## Selected text
┏━━
Going Down?

Microbiologist Jeff Gralnick and an interdisciplinary team of U of M researchers descend to the depths of the Soudan Mine to study unusual microbes that thrive without ever seeing the light of day.

Microbiologist Jeff Gralnick isn’t afraid of the dark, remote environments. That’s where the novel microorganisms hang out. So when E. Calvin Alexander, a geochemist in the U of M’s Department of Geology and Geophysics invited him to take a 2,341-foot trip to the lowest level (level 27) of Minnesota’s Soudan Mine to check out some microbial communities, Gralnick didn’t hesitate.

“This is a frontier of microbiology, an extreme environment where microbes live and even thrive despite the absence of light,” says Gralnick, a member of the University’s BioTechnology Institute and an assistant professor in the Microbiology Department. But it’s not just the novel environment that lures researchers deep underground. It’s the unusual properties of these darkness-dwelling microbes.

“Some of the bacteria that we are seeing are able to convert iron(II) into iron(III), essentially forming rust or iron oxide,” says Gralnick.  Typically, “Nobody knows how those bacteria do what they do.”
┗━━
Natural-language object grounding data
┏━━
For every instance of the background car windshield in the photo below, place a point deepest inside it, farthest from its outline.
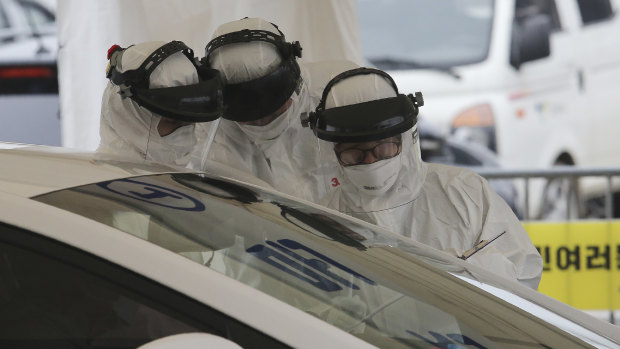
(339, 271)
(410, 34)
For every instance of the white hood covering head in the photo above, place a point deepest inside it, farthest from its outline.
(246, 61)
(289, 162)
(449, 208)
(241, 62)
(131, 130)
(386, 183)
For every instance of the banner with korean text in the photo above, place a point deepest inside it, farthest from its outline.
(581, 262)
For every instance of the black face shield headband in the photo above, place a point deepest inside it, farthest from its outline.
(255, 99)
(199, 102)
(367, 121)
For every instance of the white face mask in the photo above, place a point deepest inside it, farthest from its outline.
(174, 148)
(374, 179)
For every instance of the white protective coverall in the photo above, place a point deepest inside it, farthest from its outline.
(449, 208)
(130, 130)
(281, 153)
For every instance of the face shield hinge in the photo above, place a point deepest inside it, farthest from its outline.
(418, 99)
(125, 91)
(305, 119)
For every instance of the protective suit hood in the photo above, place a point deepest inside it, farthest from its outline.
(129, 129)
(397, 180)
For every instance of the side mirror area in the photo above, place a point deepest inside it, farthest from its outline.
(191, 341)
(530, 39)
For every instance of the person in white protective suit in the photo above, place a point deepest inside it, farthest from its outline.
(371, 130)
(155, 95)
(265, 91)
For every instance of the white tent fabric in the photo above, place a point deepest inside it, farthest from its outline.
(327, 29)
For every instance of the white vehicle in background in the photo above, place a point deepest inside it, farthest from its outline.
(100, 252)
(29, 104)
(534, 80)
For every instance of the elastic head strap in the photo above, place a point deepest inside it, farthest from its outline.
(348, 74)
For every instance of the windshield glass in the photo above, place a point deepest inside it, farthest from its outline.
(413, 34)
(345, 273)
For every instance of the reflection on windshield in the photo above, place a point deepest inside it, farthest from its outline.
(415, 34)
(340, 271)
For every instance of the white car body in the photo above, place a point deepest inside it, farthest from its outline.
(560, 109)
(28, 72)
(34, 180)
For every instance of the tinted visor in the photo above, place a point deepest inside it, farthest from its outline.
(200, 102)
(368, 121)
(255, 99)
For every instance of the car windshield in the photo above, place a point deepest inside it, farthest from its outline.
(418, 34)
(365, 282)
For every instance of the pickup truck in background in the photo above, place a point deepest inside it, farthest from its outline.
(535, 81)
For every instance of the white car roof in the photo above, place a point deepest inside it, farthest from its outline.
(33, 170)
(30, 170)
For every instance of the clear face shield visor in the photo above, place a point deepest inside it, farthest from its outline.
(200, 102)
(374, 150)
(255, 99)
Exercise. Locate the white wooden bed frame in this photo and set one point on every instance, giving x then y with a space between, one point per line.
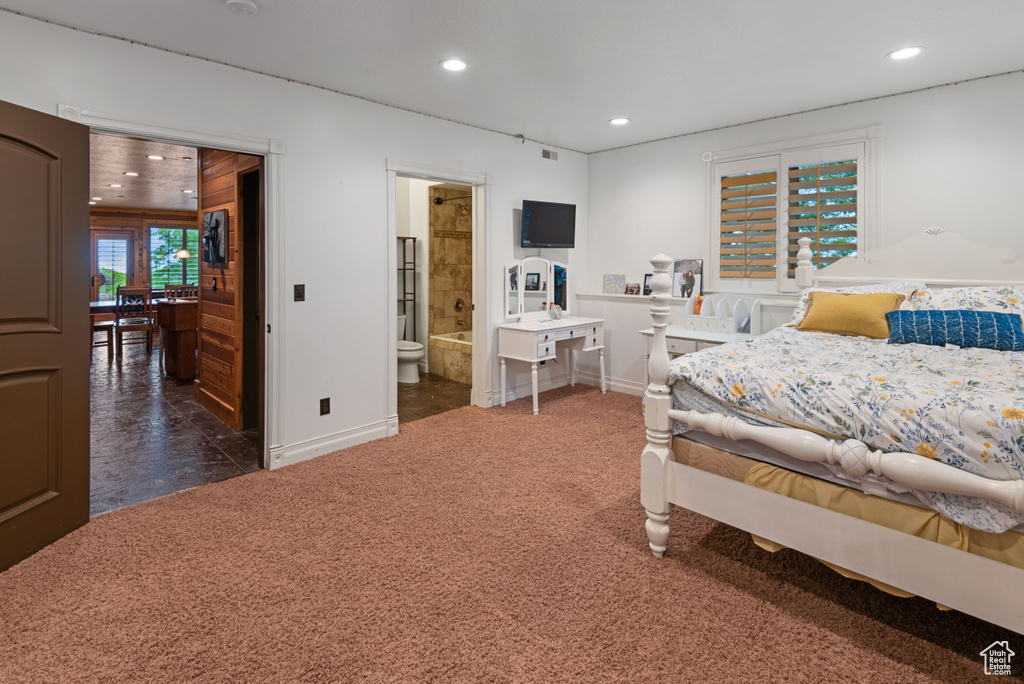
┗━━
## What is being asked
In the article about the Soudan Mine, how far down was Gralnick invited to travel to reach the mine's lowest level? The lines are separate material and have no connection to the text.

## Task result
2,341 feet, to level 27.